| INSTRUCTIONS |
a. Decide whether each statement agrees with the passage on MRI and head and neck cancer: (i) the study appeared in Oral Oncology; (ii) CT has not been shown to assess blood flow; (iii) induction chemotherapy is given after surgery. Answer yes or no for each and quote the words from the passage that settle it.
b. Please reproduce the part of the passage on MRI and head and neck cancer word for word, starting with "Contrast-enhanced MRI can" and going on through "with contrast-enhanced MRI.".

| SELECTED PASSAGE |
Contrast-enhanced MRI can predict which head and neck cancer patients will respond to chemotherapy, according to a new study from the University of Manchester in the U.K. If successful, the technique could help triage head and neck cancer patients, saving money and improving outcomes, according to a study in Oral Oncology.
Patients typically receive pretreatment induction chemotherapy before either surgery or radiotherapy, to reduce the risk of disease spread. But the effectiveness of this treatment is limited in tumors with poor blood flow. CT has been shown to be successful in assessing blood flow, but researchers from the University of Manchester and the Christie National Health Service (NHS) Foundation Trust wanted to try it with contrast-enhanced MRI.
In a statement, principal investigator Dr. Catharine West said it's important to identify patients who are unlikely to respond to induction therapy in order to advance the course of treatment and hopefully improve the outcomes of the nonresponders (Oral Oncology, 9 August 2015).

| RECORDS SUPPLIED |
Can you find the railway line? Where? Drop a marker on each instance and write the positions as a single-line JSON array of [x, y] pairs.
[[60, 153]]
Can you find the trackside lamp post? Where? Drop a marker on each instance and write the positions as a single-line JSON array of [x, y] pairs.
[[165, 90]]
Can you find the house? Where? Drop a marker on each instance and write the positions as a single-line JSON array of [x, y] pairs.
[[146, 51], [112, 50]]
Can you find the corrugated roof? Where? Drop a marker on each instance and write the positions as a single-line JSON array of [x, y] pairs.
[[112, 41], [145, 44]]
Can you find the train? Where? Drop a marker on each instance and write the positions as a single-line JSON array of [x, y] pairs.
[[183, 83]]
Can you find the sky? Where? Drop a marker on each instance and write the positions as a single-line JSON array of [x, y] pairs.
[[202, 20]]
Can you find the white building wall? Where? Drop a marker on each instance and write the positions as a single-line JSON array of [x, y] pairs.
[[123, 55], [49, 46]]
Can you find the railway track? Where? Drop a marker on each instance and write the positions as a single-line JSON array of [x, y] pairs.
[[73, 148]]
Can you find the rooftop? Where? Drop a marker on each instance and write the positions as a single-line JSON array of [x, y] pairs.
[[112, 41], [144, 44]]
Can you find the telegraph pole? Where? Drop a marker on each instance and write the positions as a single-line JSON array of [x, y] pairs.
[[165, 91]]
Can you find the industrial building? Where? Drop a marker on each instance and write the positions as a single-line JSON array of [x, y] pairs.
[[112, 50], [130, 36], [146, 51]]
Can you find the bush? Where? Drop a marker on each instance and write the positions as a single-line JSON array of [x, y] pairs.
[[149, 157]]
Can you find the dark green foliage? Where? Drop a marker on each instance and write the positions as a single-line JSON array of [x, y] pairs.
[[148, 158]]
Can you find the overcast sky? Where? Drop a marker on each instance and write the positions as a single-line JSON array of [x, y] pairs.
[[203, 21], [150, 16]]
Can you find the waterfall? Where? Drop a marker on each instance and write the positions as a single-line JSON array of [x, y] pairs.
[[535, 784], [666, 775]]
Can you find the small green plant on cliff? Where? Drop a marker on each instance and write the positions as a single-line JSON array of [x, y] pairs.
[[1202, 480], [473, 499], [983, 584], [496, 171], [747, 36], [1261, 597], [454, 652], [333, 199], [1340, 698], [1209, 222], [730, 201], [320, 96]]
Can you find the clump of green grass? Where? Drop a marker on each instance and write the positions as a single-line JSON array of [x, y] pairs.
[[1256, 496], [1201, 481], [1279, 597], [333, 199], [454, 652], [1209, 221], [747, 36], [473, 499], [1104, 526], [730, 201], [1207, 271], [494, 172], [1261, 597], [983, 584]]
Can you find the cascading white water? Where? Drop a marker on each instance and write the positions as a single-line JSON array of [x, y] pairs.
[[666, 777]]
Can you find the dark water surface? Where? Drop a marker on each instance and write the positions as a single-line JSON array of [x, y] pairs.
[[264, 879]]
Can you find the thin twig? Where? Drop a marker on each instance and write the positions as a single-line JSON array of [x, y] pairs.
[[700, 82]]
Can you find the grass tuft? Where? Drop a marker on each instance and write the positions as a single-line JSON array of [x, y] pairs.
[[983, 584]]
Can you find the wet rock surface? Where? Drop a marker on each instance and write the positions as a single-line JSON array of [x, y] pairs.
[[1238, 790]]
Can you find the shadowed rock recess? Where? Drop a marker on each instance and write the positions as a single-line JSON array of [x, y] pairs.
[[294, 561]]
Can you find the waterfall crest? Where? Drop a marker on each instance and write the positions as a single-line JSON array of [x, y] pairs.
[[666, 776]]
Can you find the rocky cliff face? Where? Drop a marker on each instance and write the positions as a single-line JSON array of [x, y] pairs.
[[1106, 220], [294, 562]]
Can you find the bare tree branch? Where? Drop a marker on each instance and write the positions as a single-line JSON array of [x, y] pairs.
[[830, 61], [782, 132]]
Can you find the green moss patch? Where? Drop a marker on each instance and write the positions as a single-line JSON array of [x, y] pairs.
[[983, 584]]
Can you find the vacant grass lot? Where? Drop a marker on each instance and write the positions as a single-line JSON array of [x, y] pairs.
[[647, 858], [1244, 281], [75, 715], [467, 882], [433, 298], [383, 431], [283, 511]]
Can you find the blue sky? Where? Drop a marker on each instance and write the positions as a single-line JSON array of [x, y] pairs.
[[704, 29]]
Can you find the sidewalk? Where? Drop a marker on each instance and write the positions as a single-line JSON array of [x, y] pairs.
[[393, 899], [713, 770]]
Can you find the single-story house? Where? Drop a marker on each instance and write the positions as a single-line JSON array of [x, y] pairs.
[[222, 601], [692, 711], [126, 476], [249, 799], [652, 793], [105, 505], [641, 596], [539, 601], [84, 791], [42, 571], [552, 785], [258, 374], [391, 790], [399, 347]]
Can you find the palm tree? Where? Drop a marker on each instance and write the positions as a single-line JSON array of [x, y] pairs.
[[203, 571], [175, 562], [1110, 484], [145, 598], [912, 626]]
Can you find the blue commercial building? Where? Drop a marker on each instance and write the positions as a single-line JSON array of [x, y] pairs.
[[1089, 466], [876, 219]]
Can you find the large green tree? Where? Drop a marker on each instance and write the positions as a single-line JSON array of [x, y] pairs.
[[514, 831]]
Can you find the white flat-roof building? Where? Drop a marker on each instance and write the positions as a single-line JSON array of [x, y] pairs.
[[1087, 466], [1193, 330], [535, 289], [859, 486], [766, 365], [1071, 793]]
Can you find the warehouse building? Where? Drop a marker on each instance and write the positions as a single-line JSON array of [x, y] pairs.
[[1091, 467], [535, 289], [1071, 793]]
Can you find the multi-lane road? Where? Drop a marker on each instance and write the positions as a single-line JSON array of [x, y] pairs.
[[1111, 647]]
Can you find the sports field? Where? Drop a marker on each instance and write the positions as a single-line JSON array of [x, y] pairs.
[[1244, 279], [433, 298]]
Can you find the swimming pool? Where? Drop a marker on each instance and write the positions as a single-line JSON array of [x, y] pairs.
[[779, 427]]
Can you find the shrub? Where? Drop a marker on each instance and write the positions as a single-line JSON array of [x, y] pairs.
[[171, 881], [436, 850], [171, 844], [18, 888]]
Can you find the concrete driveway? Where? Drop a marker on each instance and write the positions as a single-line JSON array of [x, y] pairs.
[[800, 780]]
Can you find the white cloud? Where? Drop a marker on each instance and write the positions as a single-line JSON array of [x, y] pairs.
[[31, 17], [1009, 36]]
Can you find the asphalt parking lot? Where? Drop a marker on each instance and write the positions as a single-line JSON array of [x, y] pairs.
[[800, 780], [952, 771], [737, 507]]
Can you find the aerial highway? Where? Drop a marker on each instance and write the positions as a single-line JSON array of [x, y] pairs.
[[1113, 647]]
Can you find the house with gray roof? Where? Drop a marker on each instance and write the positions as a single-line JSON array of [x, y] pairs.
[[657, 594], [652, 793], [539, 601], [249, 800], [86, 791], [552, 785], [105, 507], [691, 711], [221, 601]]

| ANSWERS TO THE EXERCISES |
a.
(i) Yes: "according to a study in Oral Oncology."
(ii) No: "CT has been shown to be successful in assessing blood flow"
(iii) No: "Patients typically receive pretreatment induction chemotherapy before either surgery or radiotherapy"

b.
Contrast-enhanced MRI can predict which head and neck cancer patients will respond to chemotherapy, according to a new study from the University of Manchester in the U.K. If successful, the technique could help triage head and neck cancer patients, saving money and improving outcomes, according to a study in Oral Oncology.
Patients typically receive pretreatment induction chemotherapy before either surgery or radiotherapy, to reduce the risk of disease spread. But the effectiveness of this treatment is limited in tumors with poor blood flow. CT has been shown to be successful in assessing blood flow, but researchers from the University of Manchester and the Christie National Health Service (NHS) Foundation Trust wanted to try it with contrast-enhanced MRI.